- Exercise directions -
Rewrite the rows below with "pointer" swapped for "marker" wherever it occurs, leaving everything else as it is.
## START Entries supplied
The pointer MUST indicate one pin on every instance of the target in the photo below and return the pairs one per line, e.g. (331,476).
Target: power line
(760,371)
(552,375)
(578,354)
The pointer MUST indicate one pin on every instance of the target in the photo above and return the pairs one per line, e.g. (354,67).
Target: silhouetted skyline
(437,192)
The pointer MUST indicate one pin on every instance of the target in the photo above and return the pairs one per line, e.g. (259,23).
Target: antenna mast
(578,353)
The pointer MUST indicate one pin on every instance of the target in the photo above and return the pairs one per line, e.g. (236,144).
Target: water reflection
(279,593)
## END Entries supplied
- Written solution -
The marker MUST indicate one pin on every instance of the target in the photo below and return the pairs one per line, e.g. (331,476).
Target: power line
(760,371)
(552,375)
(578,354)
The marker MUST indicate one pin on every instance of the target in the photo above and return the pairs one per line, e.g. (354,67).
Target: silhouetted skyline
(437,192)
The marker MUST indicate one pin on every instance of the target in the photo above and return the pairs one per line, e.g. (259,23).
Target: antenna mast
(578,353)
The marker MUST indicate one pin on every instance of the target in the photo above and return the pairs one per line, e.g. (236,144).
Target: water reflection
(279,593)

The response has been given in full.